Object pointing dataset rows
- - - -
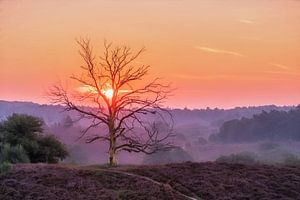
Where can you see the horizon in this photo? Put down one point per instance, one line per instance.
(217, 54)
(172, 108)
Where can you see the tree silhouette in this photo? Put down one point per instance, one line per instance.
(109, 98)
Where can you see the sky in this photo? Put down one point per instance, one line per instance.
(215, 53)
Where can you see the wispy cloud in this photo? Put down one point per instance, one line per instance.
(245, 21)
(219, 51)
(206, 77)
(280, 66)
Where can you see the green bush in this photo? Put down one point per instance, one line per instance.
(239, 158)
(25, 133)
(13, 154)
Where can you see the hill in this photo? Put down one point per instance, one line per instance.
(274, 125)
(172, 181)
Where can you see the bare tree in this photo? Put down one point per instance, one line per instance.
(113, 101)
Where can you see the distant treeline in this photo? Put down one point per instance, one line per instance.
(273, 125)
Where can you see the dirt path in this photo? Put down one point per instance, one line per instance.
(195, 197)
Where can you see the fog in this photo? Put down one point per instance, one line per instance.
(196, 133)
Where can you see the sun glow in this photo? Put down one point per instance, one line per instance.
(109, 93)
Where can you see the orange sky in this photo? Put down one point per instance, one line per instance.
(217, 53)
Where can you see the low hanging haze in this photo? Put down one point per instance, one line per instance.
(216, 53)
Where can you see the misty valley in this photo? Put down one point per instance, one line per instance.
(265, 134)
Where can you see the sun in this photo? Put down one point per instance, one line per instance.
(109, 93)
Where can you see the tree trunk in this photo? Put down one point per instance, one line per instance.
(112, 155)
(112, 146)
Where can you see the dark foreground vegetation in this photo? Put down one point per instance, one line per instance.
(22, 140)
(172, 181)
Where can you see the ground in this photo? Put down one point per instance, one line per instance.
(173, 181)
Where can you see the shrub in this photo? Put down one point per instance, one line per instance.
(175, 155)
(268, 146)
(13, 154)
(25, 133)
(50, 150)
(292, 160)
(239, 158)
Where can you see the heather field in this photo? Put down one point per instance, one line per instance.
(173, 181)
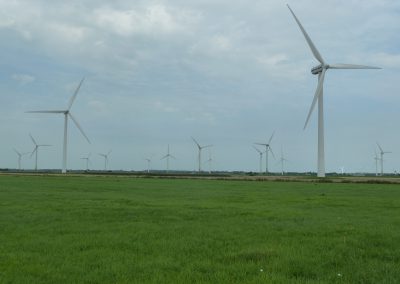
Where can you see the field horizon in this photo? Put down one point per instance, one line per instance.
(113, 229)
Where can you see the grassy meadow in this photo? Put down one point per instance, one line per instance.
(78, 229)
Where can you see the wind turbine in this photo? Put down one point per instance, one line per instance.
(167, 156)
(260, 153)
(382, 153)
(20, 157)
(200, 148)
(376, 158)
(148, 164)
(320, 71)
(282, 160)
(267, 149)
(36, 149)
(67, 113)
(105, 156)
(87, 161)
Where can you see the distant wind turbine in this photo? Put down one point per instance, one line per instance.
(36, 149)
(87, 159)
(67, 113)
(382, 153)
(105, 156)
(260, 153)
(376, 158)
(320, 71)
(200, 148)
(267, 149)
(282, 160)
(167, 156)
(20, 155)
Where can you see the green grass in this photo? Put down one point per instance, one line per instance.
(57, 229)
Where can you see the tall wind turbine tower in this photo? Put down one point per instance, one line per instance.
(376, 158)
(267, 149)
(318, 96)
(382, 153)
(20, 155)
(67, 113)
(260, 153)
(200, 148)
(36, 149)
(87, 159)
(105, 156)
(167, 156)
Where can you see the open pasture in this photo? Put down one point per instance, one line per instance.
(57, 229)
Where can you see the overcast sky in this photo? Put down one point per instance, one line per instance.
(228, 73)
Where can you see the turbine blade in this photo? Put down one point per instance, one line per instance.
(45, 111)
(197, 143)
(79, 127)
(71, 101)
(351, 66)
(33, 140)
(308, 39)
(269, 141)
(316, 96)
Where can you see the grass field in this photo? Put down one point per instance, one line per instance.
(57, 229)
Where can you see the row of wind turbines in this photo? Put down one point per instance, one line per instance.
(319, 70)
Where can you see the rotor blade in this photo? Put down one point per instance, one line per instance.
(258, 150)
(351, 66)
(316, 96)
(308, 39)
(79, 127)
(45, 111)
(71, 101)
(269, 141)
(197, 143)
(380, 148)
(33, 140)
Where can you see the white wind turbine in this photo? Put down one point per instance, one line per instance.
(282, 160)
(87, 159)
(376, 158)
(382, 153)
(20, 155)
(105, 156)
(36, 149)
(67, 113)
(267, 149)
(167, 156)
(260, 153)
(320, 71)
(200, 148)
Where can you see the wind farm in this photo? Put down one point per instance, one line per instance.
(208, 160)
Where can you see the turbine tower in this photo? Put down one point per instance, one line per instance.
(20, 155)
(87, 158)
(267, 149)
(318, 96)
(376, 158)
(167, 156)
(382, 153)
(200, 148)
(67, 113)
(282, 160)
(105, 156)
(36, 149)
(260, 153)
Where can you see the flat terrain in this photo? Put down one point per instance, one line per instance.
(79, 229)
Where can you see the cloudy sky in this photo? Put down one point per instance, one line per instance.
(228, 73)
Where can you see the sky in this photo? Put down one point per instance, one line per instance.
(228, 73)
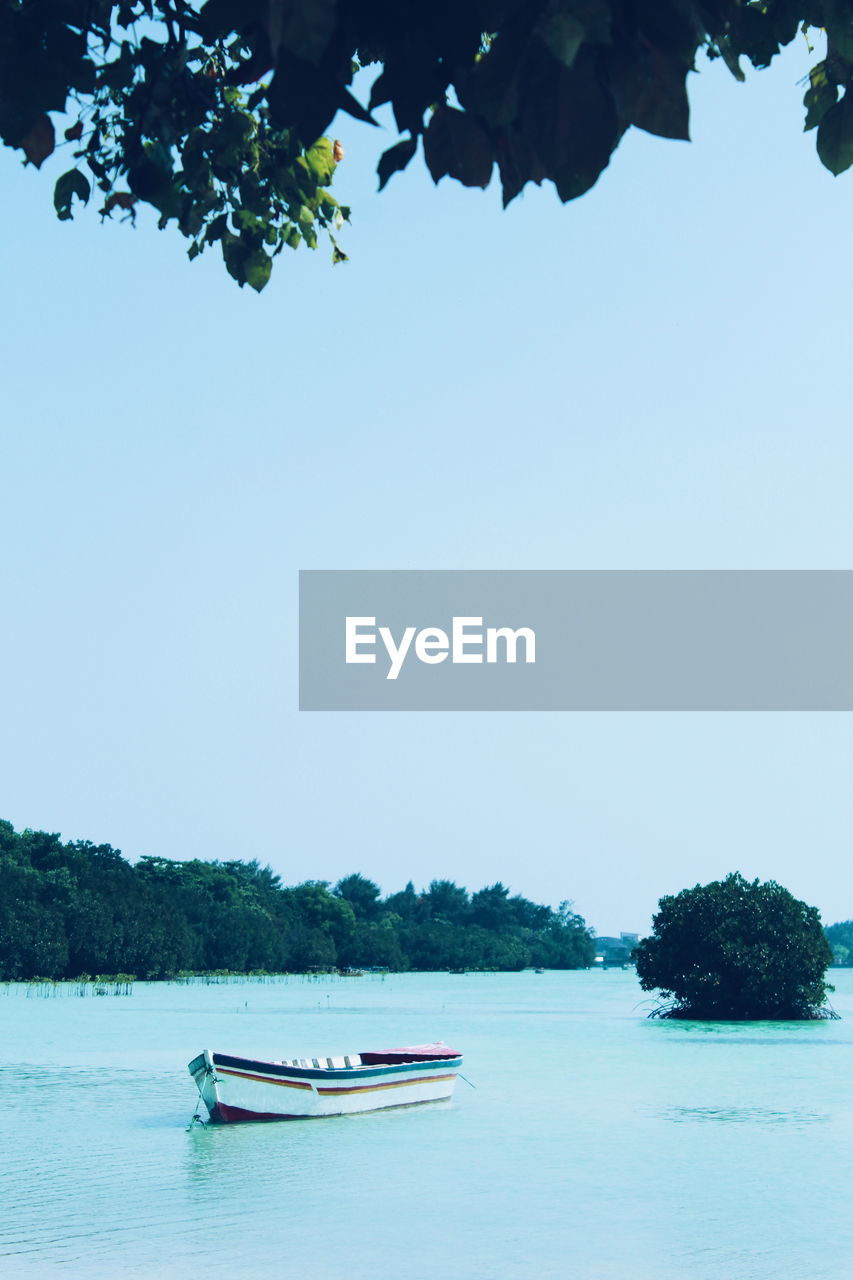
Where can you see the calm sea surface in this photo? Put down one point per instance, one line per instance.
(594, 1144)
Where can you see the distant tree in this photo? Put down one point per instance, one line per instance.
(361, 894)
(77, 908)
(734, 950)
(840, 938)
(215, 113)
(405, 905)
(445, 900)
(491, 908)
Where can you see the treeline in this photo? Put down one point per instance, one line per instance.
(69, 909)
(840, 940)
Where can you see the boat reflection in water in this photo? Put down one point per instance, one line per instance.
(242, 1088)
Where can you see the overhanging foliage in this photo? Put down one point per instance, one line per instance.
(215, 114)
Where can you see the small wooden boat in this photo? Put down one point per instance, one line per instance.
(242, 1088)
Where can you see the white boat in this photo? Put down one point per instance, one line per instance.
(243, 1088)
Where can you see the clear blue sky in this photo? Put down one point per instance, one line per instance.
(655, 376)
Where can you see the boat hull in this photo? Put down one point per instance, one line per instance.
(237, 1089)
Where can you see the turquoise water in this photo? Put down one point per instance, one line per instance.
(594, 1144)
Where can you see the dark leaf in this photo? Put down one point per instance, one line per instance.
(72, 183)
(456, 145)
(820, 96)
(258, 269)
(395, 159)
(304, 27)
(40, 140)
(835, 136)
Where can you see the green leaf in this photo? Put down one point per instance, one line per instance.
(835, 136)
(395, 159)
(258, 269)
(320, 160)
(561, 33)
(72, 183)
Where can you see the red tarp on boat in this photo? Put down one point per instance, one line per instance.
(411, 1054)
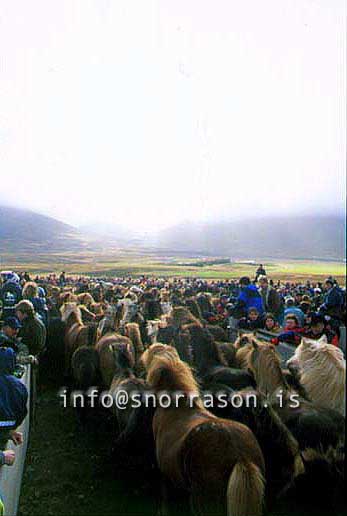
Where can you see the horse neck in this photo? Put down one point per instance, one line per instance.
(206, 356)
(73, 319)
(270, 383)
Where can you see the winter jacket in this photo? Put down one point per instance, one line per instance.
(33, 334)
(13, 393)
(249, 297)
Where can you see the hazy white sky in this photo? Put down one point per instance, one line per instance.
(146, 112)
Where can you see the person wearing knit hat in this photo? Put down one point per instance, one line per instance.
(33, 331)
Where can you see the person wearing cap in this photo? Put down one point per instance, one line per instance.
(9, 333)
(291, 309)
(333, 300)
(13, 398)
(33, 331)
(13, 408)
(272, 301)
(7, 457)
(249, 297)
(10, 294)
(318, 328)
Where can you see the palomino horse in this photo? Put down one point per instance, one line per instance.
(77, 334)
(317, 364)
(283, 462)
(312, 425)
(210, 363)
(105, 348)
(218, 462)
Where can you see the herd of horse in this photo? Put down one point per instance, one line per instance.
(222, 459)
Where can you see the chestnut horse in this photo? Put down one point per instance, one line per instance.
(313, 426)
(77, 334)
(105, 348)
(317, 363)
(218, 462)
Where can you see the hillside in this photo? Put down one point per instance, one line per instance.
(306, 237)
(26, 230)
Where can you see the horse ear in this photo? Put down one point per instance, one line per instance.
(305, 341)
(254, 343)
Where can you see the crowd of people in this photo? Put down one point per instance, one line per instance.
(287, 311)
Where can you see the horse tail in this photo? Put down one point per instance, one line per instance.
(246, 489)
(92, 333)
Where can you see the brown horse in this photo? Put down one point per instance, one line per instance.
(318, 363)
(218, 462)
(77, 334)
(132, 331)
(313, 426)
(105, 347)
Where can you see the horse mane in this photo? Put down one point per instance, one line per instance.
(123, 356)
(204, 346)
(157, 349)
(132, 331)
(265, 365)
(69, 309)
(180, 315)
(323, 365)
(30, 289)
(170, 374)
(85, 312)
(85, 298)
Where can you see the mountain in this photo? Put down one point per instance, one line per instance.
(304, 237)
(108, 231)
(24, 229)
- - - -
Repeat the lines of the listing word for word, starting at the line that contains "Where can you see the hillside" and ending with the final line of the listing, including both.

Where can you see the hillside in this photo? Put down one point per instance, one line per instance.
(306, 237)
(26, 230)
Where can you see the horse ear in this photo? Put down one point per instance, one line per instance.
(305, 341)
(254, 343)
Where can you see the crowd of people in this photo? Put down one point per instance, one line per instance.
(287, 311)
Where can you see the horse tail in this photo? Put down one point per instance, one line per instance.
(246, 489)
(92, 333)
Where can you see the brown horse in this photo? Put down one point per instance, one line per instance.
(318, 363)
(218, 462)
(77, 334)
(132, 331)
(313, 426)
(105, 347)
Where can you see the horse mane in this photo? Put down one point per instance, one line per instance.
(123, 356)
(204, 346)
(157, 349)
(132, 331)
(265, 365)
(69, 309)
(180, 315)
(323, 365)
(30, 289)
(170, 374)
(85, 312)
(85, 298)
Where can you see the mountain in this photo? Put down one point per instance, one line per instance.
(304, 237)
(108, 231)
(24, 229)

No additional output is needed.